▸ TRECHO DA PÁGINA:
——————————
INFORMAÇÕES DO INTEIRO TEOR
Inicialmente, não há margem para dúvida, na jurisprudência do STJ, acerca da existência de solidariedade entre os locadores, quando não houver ressalva no instrumento contratual, conforme disposição do art. 2º da Lei de Locações (Lei n. 8.245/1991).
Ademais, quando há diversos locatários para um mesmo imóvel, este STJ entendeu pela existência de litisconsórcio passivo necessário, devendo haver a citação de todos os locatários para o devido processamento da ação.
Por outro lado, parece não subsistir os motivos que conduzam à necessidade de formação de litisconsórcio ativo necessário, quando da multiplicidade de locadores. Isso porque, em primeiro lugar, não há que se mencionar o intuito protetivo do instituto com relação aos proprietários do imóvel, que certamente prescindem dessa garantia. Ademais, o art. 114 do CPC/2015 afirma a regra geral quanto à formação do litisconsórcio, a qual fica restrita à necessidade de citação de todos para a eficácia da sentença.
Por sua vez, o art. 2º, caput, da Lei de Locações estipula uma regra de direito material com relação à solidariedade, ao dispor que: "Havendo mais de um locador ou mais de um locatário, entende-se que são solidários se o contrário não se estipulou". No entanto, é cediço que da solidariedade não se extrai, como consequência necessária, a formação de litisconsórcio necessário para a resolução deste conflito.
——————————
▸ LISTAGEM DE DADOS:
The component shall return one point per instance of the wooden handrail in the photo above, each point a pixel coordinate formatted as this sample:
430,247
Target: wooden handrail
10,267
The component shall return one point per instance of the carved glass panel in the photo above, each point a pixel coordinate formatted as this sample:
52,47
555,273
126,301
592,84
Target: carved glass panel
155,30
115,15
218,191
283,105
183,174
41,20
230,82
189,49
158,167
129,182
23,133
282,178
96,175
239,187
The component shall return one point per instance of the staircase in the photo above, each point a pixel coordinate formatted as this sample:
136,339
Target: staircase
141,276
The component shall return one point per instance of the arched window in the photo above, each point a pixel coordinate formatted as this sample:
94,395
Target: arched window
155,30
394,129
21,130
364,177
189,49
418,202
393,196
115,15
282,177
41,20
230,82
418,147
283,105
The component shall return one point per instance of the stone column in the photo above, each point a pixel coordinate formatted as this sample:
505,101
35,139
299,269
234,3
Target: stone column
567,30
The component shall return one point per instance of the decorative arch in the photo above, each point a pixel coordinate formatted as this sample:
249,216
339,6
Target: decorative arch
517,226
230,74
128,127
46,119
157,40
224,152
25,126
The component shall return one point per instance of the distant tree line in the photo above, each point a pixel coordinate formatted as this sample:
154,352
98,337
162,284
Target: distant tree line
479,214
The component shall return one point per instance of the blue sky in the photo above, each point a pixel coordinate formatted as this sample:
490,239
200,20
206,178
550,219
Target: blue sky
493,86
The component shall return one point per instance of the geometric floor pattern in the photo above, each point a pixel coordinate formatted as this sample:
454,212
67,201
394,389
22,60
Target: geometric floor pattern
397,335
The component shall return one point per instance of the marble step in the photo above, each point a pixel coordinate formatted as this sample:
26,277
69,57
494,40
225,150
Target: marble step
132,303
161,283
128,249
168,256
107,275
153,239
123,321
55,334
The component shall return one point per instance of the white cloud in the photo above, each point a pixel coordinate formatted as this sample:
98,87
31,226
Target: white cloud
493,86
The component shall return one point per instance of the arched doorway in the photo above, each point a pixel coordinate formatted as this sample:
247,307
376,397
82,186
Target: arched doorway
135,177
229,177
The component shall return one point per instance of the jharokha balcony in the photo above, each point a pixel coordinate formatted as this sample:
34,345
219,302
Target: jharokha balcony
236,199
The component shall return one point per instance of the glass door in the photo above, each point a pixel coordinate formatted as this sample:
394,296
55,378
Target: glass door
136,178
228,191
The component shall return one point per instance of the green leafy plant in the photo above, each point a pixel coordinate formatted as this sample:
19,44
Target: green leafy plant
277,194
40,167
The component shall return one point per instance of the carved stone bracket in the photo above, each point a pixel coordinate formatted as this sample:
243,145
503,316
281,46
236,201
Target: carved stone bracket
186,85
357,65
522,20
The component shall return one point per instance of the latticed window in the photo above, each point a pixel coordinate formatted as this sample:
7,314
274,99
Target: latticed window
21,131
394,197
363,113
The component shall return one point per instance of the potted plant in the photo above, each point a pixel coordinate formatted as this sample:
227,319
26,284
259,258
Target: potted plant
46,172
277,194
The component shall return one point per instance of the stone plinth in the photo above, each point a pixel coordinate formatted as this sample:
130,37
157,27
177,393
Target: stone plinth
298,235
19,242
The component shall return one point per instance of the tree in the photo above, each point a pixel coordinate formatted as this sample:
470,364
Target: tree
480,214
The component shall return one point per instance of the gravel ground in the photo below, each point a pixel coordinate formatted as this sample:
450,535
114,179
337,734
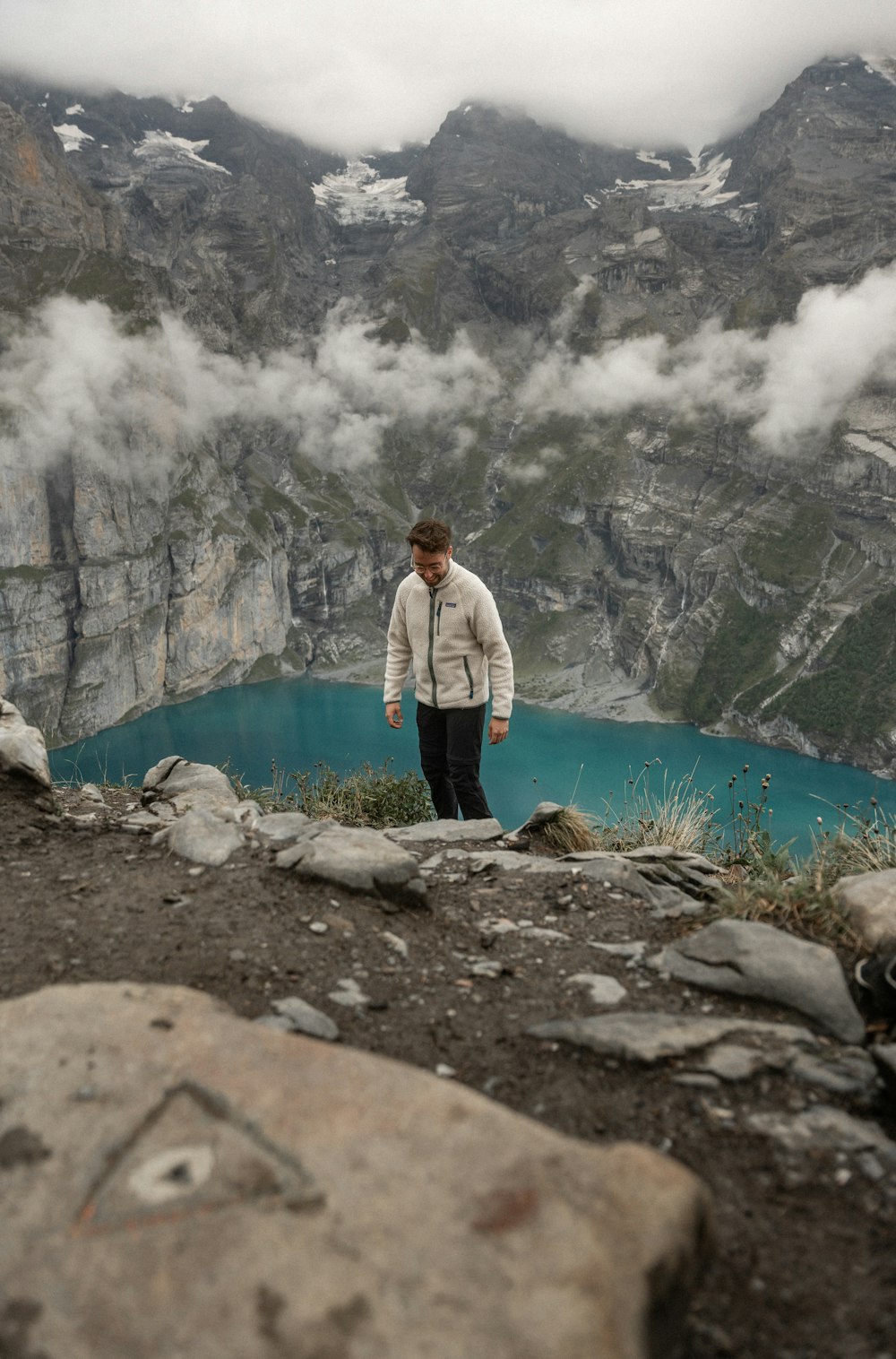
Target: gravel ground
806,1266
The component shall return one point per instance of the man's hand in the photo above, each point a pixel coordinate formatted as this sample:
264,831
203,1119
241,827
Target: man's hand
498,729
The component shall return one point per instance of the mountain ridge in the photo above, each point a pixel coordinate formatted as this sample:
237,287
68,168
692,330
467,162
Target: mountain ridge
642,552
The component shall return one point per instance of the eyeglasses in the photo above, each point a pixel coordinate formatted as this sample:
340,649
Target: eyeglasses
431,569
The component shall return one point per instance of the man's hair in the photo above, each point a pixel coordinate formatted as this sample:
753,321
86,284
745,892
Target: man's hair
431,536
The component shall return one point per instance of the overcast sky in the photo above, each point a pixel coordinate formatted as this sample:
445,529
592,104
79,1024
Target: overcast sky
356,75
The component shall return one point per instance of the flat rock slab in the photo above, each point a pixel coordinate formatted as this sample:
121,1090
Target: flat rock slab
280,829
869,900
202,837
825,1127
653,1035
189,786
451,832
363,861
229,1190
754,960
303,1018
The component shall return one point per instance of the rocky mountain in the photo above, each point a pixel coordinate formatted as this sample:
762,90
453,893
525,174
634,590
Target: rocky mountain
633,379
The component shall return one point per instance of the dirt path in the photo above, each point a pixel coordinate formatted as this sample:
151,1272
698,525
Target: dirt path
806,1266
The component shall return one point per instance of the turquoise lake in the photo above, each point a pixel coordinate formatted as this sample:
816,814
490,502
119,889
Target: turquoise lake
——————————
▸ EXERCÍCIO CURTO: Transcreva na íntegra, sem alterações, o trecho sobre solidariedade e litisconsórcio na Lei de Locações. O material é independente do trecho da página.

▸ RESPOSTA AO EXERCÍCIO:
INFORMAÇÕES DO INTEIRO TEOR
Inicialmente, não há margem para dúvida, na jurisprudência do STJ, acerca da existência de solidariedade entre os locadores, quando não houver ressalva no instrumento contratual, conforme disposição do art. 2º da Lei de Locações (Lei n. 8.245/1991).
Ademais, quando há diversos locatários para um mesmo imóvel, este STJ entendeu pela existência de litisconsórcio passivo necessário, devendo haver a citação de todos os locatários para o devido processamento da ação.
Por outro lado, parece não subsistir os motivos que conduzam à necessidade de formação de litisconsórcio ativo necessário, quando da multiplicidade de locadores. Isso porque, em primeiro lugar, não há que se mencionar o intuito protetivo do instituto com relação aos proprietários do imóvel, que certamente prescindem dessa garantia. Ademais, o art. 114 do CPC/2015 afirma a regra geral quanto à formação do litisconsórcio, a qual fica restrita à necessidade de citação de todos para a eficácia da sentença.
Por sua vez, o art. 2º, caput, da Lei de Locações estipula uma regra de direito material com relação à solidariedade, ao dispor que: "Havendo mais de um locador ou mais de um locatário, entende-se que são solidários se o contrário não se estipulou". No entanto, é cediço que da solidariedade não se extrai, como consequência necessária, a formação de litisconsórcio necessário para a resolução deste conflito.